→ **Available records**:
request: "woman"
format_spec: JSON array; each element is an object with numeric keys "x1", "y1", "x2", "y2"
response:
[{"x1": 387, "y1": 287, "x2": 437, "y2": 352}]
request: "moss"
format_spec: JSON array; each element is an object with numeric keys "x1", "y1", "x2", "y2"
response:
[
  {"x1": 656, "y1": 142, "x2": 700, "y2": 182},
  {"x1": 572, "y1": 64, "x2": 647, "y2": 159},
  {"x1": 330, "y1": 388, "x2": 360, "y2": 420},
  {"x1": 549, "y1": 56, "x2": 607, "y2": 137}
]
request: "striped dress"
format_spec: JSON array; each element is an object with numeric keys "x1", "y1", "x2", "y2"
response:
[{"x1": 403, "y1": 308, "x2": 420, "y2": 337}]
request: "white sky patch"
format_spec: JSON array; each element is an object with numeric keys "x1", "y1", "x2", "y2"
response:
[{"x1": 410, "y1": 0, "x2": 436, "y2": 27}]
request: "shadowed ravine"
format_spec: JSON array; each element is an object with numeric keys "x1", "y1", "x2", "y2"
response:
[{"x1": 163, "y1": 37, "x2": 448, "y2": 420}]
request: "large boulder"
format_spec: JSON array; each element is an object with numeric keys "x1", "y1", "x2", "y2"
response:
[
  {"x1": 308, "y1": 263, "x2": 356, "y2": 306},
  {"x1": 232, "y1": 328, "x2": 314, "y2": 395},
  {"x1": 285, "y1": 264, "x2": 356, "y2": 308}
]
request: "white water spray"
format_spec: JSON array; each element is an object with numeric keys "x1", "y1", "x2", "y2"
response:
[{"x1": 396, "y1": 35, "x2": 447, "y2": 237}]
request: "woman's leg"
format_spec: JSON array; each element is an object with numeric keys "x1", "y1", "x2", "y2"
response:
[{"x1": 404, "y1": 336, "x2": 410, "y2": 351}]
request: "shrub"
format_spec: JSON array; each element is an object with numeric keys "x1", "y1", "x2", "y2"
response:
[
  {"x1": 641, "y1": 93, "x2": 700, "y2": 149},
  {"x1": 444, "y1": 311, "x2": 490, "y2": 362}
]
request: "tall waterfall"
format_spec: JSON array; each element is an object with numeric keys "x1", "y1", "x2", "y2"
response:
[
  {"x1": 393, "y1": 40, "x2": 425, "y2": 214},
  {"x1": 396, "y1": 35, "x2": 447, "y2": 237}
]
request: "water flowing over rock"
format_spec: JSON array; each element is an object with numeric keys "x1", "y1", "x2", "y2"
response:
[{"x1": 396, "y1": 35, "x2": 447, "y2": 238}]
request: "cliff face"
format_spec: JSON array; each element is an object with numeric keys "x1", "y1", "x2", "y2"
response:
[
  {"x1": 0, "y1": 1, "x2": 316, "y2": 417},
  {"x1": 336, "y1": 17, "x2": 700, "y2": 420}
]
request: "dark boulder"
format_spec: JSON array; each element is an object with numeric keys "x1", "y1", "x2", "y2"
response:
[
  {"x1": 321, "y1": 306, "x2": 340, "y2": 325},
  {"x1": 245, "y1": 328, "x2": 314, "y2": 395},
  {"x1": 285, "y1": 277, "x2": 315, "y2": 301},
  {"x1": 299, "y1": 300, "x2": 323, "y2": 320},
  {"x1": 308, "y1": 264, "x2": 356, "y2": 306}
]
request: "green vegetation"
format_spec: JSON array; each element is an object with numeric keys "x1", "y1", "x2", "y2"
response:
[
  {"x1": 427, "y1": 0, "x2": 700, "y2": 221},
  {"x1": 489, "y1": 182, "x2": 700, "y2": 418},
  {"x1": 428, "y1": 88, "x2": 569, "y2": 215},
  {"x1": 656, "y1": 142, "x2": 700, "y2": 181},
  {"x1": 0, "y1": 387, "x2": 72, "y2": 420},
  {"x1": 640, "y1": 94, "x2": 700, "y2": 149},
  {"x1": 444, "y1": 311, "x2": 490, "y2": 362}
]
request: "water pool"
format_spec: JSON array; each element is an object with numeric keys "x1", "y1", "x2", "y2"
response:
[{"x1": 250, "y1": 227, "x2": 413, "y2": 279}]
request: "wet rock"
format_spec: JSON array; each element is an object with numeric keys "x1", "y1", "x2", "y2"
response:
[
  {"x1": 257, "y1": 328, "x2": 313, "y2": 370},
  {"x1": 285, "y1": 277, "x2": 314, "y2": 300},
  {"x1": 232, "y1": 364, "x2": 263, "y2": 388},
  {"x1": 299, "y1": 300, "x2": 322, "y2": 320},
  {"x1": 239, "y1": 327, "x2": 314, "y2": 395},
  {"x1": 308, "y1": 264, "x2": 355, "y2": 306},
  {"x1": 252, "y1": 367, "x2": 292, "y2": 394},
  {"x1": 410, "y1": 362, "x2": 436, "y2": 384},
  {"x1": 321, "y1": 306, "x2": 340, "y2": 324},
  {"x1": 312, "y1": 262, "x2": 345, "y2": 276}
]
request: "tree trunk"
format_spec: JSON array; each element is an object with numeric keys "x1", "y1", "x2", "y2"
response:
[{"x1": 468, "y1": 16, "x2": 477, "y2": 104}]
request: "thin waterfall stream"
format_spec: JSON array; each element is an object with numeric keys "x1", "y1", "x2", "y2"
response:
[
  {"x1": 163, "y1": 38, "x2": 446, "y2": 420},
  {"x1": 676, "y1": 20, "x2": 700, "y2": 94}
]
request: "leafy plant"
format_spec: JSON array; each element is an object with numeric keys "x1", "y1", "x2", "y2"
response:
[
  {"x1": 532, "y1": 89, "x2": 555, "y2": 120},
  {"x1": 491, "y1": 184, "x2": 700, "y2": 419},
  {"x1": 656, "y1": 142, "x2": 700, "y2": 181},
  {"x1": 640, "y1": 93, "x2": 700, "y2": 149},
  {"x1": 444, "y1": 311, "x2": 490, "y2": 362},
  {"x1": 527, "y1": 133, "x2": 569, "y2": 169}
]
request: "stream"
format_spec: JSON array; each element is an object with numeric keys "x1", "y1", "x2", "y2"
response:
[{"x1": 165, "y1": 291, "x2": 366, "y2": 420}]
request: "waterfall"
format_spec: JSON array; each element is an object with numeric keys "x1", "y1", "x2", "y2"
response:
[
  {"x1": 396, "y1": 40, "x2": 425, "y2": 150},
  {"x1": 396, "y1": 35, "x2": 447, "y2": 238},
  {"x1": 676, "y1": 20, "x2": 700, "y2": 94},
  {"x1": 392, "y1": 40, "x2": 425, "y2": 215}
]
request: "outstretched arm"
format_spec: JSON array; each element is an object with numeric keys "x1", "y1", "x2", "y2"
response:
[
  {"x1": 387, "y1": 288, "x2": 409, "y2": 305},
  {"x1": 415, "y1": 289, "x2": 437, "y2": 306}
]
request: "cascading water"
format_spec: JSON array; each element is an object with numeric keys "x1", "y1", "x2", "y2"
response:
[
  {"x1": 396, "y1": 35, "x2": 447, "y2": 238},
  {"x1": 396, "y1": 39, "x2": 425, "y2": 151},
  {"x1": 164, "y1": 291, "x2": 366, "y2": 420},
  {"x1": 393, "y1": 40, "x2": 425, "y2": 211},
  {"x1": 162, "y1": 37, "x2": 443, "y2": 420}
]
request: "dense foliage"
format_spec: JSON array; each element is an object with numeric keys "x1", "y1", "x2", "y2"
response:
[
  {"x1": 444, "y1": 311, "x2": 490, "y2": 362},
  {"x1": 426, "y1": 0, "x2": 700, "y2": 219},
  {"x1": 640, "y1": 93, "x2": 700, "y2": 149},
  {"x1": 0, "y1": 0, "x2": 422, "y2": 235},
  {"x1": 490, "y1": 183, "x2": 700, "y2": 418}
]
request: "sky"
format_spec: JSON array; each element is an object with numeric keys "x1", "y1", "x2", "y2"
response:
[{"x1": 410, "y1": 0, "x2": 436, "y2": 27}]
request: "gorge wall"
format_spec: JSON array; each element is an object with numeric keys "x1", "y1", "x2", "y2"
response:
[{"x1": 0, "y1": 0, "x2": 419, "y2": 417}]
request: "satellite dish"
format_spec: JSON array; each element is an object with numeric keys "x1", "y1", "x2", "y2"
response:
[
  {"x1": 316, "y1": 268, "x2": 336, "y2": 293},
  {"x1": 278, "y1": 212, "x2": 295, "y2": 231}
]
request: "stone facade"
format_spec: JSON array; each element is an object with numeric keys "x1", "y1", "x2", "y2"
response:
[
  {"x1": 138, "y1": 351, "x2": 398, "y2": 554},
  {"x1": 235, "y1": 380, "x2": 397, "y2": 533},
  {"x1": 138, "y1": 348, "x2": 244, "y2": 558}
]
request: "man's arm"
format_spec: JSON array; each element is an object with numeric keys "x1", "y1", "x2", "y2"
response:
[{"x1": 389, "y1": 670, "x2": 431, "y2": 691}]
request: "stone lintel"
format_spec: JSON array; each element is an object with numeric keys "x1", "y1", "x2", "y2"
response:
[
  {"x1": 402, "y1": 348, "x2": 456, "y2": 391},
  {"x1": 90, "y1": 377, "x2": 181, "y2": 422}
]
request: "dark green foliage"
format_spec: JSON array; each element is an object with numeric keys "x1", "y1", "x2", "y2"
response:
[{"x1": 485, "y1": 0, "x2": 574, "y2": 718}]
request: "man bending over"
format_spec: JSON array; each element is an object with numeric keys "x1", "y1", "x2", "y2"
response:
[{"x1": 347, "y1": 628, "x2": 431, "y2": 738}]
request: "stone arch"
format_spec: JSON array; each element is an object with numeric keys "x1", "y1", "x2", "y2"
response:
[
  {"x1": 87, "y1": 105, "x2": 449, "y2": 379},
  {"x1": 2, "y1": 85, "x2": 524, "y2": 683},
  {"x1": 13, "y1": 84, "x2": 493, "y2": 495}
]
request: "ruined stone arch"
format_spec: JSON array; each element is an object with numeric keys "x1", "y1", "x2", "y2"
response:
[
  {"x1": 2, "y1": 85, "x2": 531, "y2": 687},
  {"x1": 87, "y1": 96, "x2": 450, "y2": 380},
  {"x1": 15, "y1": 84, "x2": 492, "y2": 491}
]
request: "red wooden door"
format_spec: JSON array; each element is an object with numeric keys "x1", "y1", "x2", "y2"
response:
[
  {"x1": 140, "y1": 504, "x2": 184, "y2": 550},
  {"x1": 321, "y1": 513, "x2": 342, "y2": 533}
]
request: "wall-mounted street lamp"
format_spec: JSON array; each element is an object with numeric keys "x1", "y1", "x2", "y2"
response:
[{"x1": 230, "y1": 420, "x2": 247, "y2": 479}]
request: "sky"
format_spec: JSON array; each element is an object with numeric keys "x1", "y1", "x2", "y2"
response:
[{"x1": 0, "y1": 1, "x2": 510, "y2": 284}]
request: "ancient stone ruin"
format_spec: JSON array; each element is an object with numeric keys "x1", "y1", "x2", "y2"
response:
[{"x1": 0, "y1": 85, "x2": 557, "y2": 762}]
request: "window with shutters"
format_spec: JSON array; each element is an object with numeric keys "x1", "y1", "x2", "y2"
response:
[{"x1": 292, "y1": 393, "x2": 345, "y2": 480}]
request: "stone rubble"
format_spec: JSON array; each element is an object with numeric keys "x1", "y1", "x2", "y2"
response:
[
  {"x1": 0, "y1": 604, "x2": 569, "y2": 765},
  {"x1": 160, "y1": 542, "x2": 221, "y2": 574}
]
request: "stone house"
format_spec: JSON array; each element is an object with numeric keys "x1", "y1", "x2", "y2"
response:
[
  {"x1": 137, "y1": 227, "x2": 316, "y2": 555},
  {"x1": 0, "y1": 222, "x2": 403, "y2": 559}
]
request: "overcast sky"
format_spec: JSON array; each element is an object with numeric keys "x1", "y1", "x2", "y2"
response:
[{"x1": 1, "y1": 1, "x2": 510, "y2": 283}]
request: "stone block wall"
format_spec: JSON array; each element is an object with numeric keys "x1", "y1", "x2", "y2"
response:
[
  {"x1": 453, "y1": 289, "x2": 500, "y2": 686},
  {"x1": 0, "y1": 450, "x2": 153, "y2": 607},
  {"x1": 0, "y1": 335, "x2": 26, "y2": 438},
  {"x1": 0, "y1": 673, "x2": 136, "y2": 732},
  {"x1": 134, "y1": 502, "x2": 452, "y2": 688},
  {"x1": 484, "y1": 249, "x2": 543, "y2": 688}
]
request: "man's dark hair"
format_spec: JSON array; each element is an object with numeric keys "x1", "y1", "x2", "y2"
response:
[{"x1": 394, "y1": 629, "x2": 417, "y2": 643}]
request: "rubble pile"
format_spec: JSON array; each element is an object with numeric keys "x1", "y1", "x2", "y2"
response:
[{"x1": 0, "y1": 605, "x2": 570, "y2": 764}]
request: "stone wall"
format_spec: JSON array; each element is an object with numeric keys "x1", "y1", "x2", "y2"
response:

→ **Description of the task**:
Locate all lines in the listing above with the word "stone" and copy them.

→ **Response area**:
request: "stone facade"
request: "stone lintel"
request: "stone arch"
request: "ruined stone arch"
request: "ancient stone ruin"
request: "stone rubble"
request: "stone house"
request: "stone block wall"
request: "stone wall"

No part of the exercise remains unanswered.